Climate change and the future of the United States-Marshall Islands relationship
The United States should renew its Compact of Free Association with Marshall Islands and do more to tackle climate change if it hopes to atone for historical injustices and counter China’s influence, Laura Brewington writes.
Pacific Island states like the Republic of the Marshall Islands (RMI) are among the first impacted by climate change. This not only threatens public safety, livelihoods, and cultural practices, but can also exacerbate the effects of economic inequality.
Under-employment and inequality are major issues in the RMI, which is heavily reliant on foreign financial aid, and as a result there is already substantial migration out of the country as people seek better opportunities. Moreover, the impacts of climate change are expected to accelerate population movements throughout the region.
For the RMI, its Compact of Free Association (COFA) with the United States offers some potential solutions, and lessons for other Pacific development partners. An outcome of the post-World War II American administration of RMI and extensive nuclear testing, the current COFA was first signed between the two nations in 1986. Under the agreement, the United States is responsible for the island nation’s defence and security, and agreed to provide financial assistance and compensation for damages.
The COFA also allows Marshallese citizens to freely live and work in the United States, where a large diaspora now resides. This allows RMI citizens to acquire education and skills that can be utilised on their return home, and many earn money overseas that is sent home in the form of remittances.
However, the impacts of climate change are causing some to question if they should return home. A recent survey of Marshallese living in the United States reported that 62 per cent said that the impacts of climate change in the RMI would negatively affect their decision to go back.
The COFA expires in 2023, at which point the RMI is expected to use earnings from the Compact Trust Fund (CTF) as an ongoing source of revenue. However, there are concerns over whether this fund will be enough to alleviate the ongoing poverty that is prevalent in the country, with many anticipating serious negative effects from a discontinuation of the agreement.

# INPUT DATA:
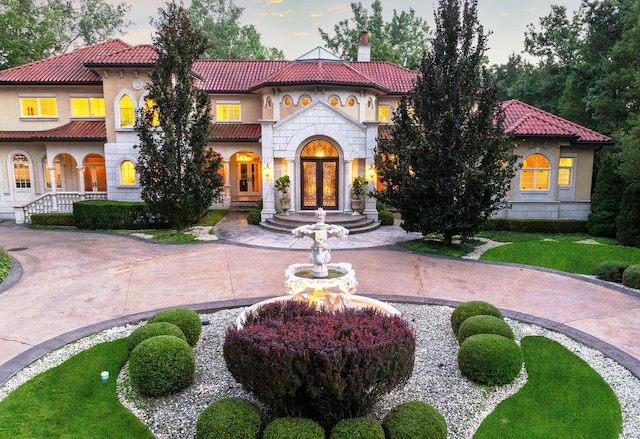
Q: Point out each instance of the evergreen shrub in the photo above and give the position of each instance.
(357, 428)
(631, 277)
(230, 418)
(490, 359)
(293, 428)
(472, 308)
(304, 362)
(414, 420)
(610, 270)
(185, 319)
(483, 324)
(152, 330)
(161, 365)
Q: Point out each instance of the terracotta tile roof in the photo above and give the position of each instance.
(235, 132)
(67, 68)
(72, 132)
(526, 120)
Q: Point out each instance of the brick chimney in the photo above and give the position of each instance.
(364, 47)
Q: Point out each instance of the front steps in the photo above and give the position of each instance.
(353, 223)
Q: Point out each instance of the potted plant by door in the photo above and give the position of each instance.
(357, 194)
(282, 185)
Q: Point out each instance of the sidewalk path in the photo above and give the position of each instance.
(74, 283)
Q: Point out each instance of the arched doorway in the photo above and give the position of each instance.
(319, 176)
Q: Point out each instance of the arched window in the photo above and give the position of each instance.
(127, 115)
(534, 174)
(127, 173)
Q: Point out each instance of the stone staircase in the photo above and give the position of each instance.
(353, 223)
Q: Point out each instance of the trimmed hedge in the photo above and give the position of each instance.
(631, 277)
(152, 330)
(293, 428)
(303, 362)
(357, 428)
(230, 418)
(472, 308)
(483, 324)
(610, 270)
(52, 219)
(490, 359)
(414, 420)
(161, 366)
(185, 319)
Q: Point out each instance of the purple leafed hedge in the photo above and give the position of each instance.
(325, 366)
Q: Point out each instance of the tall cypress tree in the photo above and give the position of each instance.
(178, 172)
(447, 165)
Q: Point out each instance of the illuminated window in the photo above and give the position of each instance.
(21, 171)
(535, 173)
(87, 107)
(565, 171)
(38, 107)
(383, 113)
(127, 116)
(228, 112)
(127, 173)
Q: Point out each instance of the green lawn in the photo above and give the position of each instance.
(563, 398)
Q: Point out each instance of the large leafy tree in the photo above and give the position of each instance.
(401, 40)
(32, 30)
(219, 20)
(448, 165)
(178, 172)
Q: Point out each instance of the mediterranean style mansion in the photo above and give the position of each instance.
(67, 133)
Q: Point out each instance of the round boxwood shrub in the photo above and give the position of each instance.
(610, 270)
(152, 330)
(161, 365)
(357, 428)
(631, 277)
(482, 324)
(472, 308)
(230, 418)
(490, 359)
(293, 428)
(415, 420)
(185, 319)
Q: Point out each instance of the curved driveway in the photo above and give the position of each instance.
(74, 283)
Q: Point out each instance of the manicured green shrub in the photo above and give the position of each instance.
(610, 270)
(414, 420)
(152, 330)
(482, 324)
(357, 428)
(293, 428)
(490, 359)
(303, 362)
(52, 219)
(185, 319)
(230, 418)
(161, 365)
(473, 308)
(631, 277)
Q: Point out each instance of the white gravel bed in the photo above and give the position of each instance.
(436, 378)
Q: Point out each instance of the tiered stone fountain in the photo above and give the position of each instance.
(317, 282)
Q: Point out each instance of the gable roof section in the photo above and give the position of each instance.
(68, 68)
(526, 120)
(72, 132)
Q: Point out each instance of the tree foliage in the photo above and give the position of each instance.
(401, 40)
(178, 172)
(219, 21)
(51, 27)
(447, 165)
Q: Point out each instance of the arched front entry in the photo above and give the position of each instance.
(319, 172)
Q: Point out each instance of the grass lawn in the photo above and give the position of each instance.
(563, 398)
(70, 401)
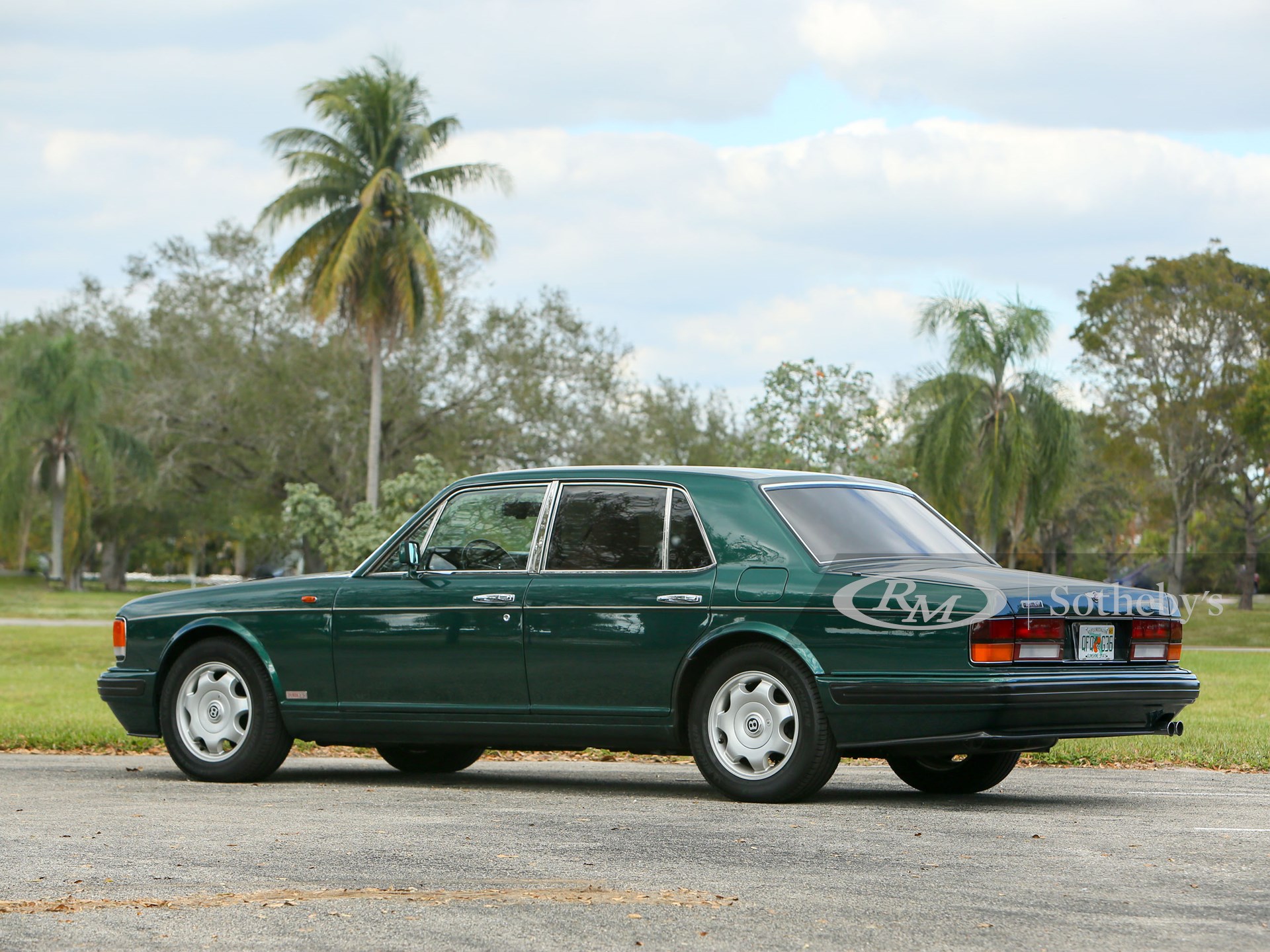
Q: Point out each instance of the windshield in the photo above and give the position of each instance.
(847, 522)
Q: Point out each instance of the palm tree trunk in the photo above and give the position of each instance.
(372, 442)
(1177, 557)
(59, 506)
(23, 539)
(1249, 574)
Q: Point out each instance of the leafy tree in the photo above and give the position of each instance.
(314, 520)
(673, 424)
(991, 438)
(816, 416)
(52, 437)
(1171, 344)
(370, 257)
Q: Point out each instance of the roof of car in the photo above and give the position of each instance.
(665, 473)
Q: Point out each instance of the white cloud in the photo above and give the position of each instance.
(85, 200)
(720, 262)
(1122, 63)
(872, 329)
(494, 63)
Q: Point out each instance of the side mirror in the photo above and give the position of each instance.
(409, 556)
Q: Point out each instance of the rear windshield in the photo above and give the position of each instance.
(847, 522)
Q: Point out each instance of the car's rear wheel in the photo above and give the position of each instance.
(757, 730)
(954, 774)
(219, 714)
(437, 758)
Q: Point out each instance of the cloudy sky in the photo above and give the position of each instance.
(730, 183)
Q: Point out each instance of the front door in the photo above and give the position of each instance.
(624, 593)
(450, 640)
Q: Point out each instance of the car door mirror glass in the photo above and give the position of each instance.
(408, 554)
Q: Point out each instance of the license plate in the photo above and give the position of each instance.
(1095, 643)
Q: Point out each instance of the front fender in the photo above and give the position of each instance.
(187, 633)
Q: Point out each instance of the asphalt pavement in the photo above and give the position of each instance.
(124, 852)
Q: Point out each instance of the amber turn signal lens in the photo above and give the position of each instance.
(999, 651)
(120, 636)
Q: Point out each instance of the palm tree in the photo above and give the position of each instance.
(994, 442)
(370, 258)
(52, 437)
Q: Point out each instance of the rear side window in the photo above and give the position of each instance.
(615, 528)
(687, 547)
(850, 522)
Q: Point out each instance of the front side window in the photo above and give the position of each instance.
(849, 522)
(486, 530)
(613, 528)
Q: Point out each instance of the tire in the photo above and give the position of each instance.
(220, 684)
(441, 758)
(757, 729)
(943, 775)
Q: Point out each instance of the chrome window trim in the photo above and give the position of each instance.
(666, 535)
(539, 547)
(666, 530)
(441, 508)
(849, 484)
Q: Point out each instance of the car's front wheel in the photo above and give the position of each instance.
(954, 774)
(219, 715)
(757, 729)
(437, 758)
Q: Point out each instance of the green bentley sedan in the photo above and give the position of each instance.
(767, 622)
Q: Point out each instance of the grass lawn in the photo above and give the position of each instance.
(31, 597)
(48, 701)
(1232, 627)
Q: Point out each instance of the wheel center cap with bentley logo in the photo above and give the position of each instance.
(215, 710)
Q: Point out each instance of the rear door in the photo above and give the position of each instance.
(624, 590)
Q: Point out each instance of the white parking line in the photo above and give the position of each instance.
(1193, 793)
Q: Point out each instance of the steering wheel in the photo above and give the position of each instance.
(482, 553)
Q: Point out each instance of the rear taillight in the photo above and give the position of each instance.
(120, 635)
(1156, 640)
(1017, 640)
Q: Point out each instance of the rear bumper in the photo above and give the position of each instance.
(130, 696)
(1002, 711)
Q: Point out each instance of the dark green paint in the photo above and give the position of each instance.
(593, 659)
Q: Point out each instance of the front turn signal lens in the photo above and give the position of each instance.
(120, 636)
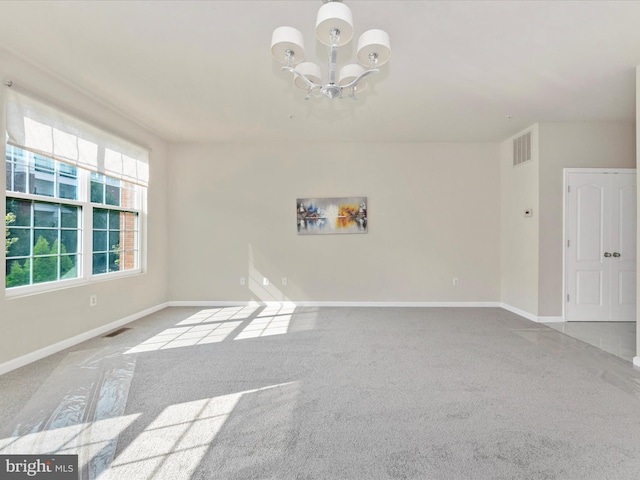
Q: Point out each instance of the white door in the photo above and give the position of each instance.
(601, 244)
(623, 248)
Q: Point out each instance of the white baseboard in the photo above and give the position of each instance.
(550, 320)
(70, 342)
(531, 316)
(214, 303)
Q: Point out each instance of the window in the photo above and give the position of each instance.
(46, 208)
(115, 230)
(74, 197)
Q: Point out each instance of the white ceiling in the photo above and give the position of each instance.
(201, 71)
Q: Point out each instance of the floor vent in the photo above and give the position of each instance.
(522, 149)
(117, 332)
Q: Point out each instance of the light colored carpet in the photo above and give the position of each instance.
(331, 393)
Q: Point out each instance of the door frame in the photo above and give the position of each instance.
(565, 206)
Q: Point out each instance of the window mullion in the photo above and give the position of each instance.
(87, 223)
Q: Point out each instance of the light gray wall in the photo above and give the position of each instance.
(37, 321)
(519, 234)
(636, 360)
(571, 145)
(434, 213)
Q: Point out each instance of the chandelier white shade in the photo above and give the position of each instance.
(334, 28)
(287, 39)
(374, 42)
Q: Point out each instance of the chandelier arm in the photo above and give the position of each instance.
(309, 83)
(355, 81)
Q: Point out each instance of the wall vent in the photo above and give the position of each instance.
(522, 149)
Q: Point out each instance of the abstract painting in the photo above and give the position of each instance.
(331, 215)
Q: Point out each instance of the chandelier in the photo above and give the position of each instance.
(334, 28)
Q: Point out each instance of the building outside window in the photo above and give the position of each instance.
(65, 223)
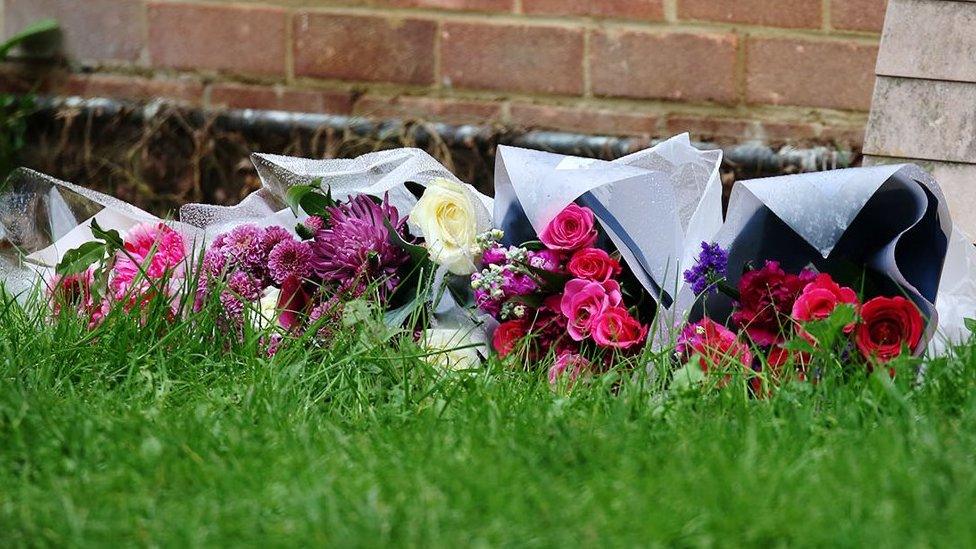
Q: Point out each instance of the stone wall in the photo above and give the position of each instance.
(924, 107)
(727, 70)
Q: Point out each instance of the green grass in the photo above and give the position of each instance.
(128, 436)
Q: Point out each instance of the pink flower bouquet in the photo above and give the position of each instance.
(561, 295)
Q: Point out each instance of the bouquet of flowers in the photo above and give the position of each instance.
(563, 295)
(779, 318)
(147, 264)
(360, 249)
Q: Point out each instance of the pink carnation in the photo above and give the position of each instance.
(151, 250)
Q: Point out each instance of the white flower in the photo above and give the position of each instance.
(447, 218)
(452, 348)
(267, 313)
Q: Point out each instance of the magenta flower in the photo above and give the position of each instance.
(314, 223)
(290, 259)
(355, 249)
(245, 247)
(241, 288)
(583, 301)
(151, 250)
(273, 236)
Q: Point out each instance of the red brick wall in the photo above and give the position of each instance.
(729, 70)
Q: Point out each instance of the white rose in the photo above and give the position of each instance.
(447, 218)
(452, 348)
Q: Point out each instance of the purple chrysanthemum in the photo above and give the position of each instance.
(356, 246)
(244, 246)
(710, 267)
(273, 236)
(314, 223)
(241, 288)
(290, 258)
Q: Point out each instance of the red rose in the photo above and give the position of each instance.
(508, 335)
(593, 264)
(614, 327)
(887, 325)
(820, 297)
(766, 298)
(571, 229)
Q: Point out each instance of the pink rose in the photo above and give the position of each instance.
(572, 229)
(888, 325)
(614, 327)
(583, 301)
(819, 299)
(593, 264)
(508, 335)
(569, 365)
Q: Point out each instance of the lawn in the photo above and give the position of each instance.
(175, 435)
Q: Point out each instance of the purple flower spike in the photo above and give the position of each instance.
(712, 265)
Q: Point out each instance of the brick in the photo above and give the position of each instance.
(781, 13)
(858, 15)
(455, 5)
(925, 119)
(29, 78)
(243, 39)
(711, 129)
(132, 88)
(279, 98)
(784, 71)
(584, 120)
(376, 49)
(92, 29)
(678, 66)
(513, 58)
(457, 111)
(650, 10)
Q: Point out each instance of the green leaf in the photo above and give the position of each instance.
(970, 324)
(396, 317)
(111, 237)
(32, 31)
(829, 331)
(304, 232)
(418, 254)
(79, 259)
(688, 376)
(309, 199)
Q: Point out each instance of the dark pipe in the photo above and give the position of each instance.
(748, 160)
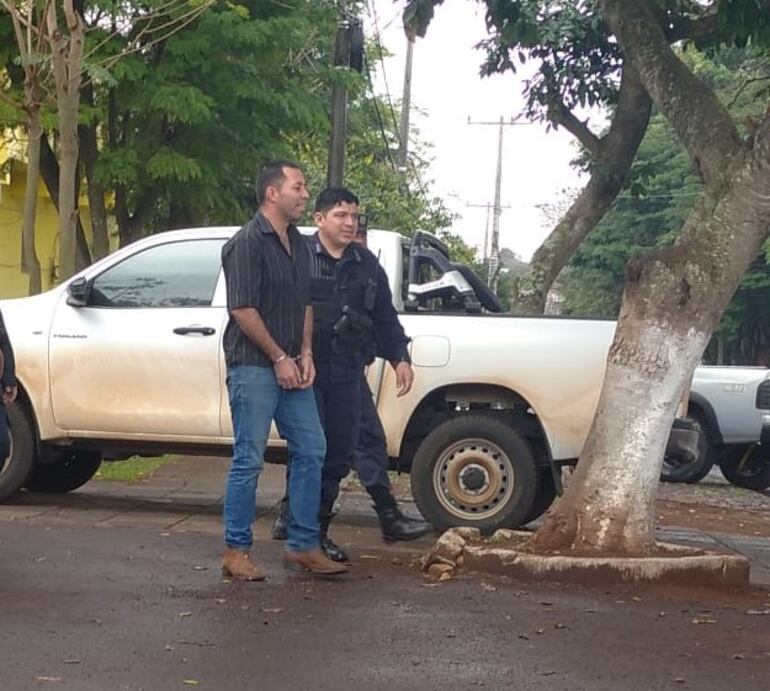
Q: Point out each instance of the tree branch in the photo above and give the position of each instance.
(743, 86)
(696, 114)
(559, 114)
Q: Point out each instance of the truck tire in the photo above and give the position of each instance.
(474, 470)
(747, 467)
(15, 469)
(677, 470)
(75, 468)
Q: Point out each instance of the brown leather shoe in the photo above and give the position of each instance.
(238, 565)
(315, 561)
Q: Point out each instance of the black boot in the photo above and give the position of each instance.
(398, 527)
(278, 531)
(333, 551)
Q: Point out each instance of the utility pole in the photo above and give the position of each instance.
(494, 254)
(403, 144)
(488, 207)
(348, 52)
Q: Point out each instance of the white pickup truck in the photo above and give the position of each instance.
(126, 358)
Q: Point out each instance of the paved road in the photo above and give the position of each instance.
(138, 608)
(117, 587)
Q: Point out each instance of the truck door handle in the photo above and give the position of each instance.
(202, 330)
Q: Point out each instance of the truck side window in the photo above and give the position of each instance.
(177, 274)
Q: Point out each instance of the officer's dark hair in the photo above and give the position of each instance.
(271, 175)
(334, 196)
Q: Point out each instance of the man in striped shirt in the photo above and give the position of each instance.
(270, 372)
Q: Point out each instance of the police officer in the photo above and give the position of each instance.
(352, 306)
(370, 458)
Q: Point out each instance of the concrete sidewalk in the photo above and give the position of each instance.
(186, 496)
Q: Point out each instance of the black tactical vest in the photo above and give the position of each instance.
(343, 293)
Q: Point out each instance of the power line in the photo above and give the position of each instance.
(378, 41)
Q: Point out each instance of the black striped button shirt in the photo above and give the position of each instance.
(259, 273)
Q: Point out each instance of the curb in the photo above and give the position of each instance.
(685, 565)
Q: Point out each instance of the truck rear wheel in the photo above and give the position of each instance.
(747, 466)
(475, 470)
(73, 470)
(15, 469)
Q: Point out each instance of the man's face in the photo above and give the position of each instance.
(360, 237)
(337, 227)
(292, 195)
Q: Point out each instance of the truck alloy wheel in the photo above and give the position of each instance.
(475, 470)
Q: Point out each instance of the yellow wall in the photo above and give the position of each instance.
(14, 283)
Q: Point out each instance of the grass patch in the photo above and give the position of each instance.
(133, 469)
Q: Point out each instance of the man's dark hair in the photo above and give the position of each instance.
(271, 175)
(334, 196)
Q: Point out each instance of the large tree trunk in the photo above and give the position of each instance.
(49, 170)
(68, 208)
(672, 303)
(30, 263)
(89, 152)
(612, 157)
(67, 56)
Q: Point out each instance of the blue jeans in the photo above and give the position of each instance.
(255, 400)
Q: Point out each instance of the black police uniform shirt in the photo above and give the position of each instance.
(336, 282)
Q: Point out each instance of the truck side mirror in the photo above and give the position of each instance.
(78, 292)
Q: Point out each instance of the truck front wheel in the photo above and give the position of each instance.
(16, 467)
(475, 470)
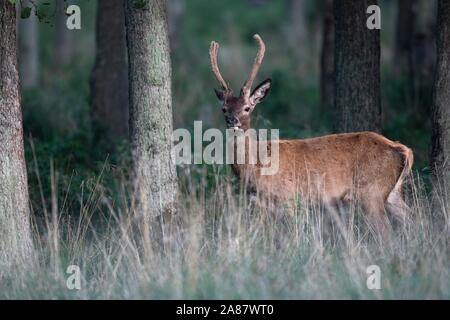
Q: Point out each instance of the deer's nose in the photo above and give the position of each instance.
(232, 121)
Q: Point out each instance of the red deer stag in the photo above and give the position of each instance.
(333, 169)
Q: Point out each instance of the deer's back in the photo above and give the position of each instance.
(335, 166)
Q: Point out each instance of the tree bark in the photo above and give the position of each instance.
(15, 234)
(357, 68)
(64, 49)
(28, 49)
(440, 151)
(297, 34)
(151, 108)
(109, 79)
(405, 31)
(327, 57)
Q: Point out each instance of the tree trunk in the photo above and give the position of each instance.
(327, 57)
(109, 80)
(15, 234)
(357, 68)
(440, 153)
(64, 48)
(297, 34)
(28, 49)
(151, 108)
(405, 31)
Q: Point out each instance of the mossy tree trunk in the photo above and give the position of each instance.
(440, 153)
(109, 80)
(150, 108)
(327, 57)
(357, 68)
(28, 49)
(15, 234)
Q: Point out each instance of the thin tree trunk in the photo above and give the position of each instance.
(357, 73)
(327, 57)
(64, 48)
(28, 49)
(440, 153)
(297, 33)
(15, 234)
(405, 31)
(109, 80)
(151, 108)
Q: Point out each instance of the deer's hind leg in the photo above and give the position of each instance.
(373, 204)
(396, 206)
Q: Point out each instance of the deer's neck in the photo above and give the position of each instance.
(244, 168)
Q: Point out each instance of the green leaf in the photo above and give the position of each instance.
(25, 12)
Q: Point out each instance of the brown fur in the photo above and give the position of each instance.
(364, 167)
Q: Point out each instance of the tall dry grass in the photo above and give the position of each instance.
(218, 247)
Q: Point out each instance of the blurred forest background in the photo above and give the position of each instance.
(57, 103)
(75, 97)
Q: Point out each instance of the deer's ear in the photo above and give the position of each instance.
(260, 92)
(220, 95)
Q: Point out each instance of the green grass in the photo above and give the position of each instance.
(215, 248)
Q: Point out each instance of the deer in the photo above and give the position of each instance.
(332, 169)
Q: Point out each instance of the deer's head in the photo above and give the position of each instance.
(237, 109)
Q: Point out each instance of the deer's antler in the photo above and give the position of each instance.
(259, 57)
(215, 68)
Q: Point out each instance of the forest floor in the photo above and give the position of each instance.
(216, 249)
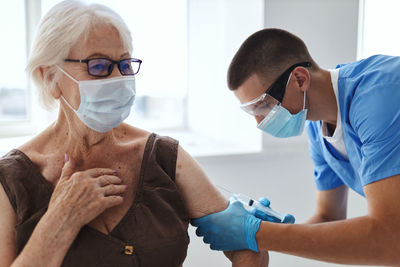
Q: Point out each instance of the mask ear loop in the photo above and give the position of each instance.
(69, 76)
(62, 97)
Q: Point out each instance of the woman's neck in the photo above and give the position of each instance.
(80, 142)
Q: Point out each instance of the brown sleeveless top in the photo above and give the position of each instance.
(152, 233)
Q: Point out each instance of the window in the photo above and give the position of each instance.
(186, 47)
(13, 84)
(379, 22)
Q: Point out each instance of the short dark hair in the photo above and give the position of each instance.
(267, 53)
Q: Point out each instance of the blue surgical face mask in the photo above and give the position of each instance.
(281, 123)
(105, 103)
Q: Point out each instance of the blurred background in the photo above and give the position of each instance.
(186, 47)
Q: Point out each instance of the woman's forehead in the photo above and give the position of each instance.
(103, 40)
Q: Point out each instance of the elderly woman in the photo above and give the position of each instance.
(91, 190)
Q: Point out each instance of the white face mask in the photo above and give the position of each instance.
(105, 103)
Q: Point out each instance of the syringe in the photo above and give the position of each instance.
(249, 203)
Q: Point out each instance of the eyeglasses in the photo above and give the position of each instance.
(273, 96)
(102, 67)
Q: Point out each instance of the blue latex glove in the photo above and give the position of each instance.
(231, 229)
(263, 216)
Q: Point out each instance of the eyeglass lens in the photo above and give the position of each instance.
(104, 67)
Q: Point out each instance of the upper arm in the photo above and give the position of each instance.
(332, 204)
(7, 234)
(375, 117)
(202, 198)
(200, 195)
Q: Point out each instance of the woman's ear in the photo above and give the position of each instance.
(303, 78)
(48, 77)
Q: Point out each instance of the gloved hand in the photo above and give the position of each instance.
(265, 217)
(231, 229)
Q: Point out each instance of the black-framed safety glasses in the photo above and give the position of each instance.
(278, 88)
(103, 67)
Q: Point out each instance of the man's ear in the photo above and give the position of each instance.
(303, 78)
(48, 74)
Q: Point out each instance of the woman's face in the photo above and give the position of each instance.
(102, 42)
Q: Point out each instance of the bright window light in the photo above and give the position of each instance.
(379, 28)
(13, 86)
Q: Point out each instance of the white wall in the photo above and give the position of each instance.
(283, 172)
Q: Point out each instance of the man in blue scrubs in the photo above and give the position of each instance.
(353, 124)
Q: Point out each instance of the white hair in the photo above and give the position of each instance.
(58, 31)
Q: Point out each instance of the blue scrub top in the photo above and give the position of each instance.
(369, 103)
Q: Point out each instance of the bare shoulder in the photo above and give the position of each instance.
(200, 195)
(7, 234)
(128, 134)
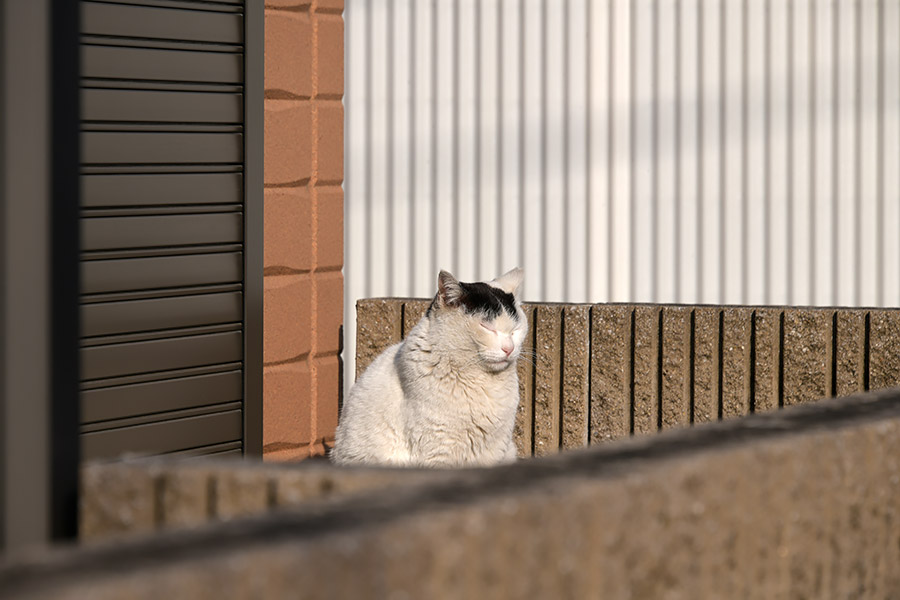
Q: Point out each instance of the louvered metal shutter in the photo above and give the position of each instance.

# TASKS FOR THIS EXERCISE:
(a) List every abbreviation that the Marshall Islands article introduces in parentheses, each with the full name it stands for.
(b) Reproduce word for word the part of the Marshall Islands article between "Pacific Island states" and "throughout the region.", inclusive.

# RESPONSES FOR EACH TASK:
(a)
RMI: Republic of the Marshall Islands
COFA: Compact of Free Association
CTF: Compact Trust Fund

(b)
Pacific Island states like the Republic of the Marshall Islands (RMI) are among the first impacted by climate change. This not only threatens public safety, livelihoods, and cultural practices, but can also exacerbate the effects of economic inequality.
Under-employment and inequality are major issues in the RMI, which is heavily reliant on foreign financial aid, and as a result there is already substantial migration out of the country as people seek better opportunities. Moreover, the impacts of climate change are expected to accelerate population movements throughout the region.